[RECORDS FOR THE EXERCISE start]

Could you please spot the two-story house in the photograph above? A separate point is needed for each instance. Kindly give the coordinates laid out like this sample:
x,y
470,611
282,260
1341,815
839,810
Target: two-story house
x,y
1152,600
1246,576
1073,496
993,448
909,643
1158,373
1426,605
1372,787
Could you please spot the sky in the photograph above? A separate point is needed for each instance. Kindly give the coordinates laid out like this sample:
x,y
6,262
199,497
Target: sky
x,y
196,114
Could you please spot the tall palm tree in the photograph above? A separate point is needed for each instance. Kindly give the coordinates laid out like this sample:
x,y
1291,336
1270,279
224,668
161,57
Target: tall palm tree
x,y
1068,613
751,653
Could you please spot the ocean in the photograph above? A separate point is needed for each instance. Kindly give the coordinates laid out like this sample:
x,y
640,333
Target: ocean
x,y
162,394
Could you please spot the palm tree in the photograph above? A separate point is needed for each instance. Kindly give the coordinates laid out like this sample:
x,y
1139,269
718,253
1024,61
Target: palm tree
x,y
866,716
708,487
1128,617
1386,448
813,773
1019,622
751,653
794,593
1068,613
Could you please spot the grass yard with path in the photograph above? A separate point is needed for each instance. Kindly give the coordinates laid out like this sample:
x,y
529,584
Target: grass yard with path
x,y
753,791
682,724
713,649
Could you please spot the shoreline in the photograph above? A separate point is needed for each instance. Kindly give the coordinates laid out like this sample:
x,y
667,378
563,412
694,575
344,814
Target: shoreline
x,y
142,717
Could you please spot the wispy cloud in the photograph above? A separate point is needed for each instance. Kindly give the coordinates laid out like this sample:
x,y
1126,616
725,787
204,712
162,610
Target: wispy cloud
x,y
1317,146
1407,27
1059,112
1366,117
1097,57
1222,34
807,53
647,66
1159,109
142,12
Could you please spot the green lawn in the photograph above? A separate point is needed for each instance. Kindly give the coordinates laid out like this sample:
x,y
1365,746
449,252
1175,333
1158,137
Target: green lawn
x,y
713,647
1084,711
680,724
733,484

[RECORDS FOR THE EXERCISE end]

WHAT IS ASKED
Can you format the stretch from the line containing "Could you please spot the shoreline" through the last of the items as a JSON list of strings, with one string per line and any blank lines dropped?

PROBLEM SOLUTION
[
  "Could you please spot the shoreline in the photograph above? A separate point is needed for each instance. Kindly give the coordinates laid out like this sample:",
  "x,y",
  "667,378",
  "563,412",
  "694,575",
  "344,814",
  "Target: shoreline",
  "x,y",
  "142,717",
  "Could you please spot the wispy cloud in the photograph above? A separate point is needed for each instance. Kindly give the coordinates laid out like this sample:",
  "x,y",
  "1126,616",
  "725,787",
  "204,712",
  "162,610",
  "Target: wispy cloud",
  "x,y",
  "1317,146",
  "1407,27",
  "1059,112",
  "1366,117",
  "1097,57",
  "1222,34",
  "807,53",
  "647,66",
  "1159,109",
  "142,12",
  "Could you please spot the green lawn in the photograph above? A separate point is needed for each instance. Kindly give the coordinates laid out like this sample:",
  "x,y",
  "1365,746",
  "449,252",
  "1175,333",
  "1158,137",
  "Target: green lawn",
  "x,y",
  "713,647",
  "1084,711",
  "680,724",
  "733,484"
]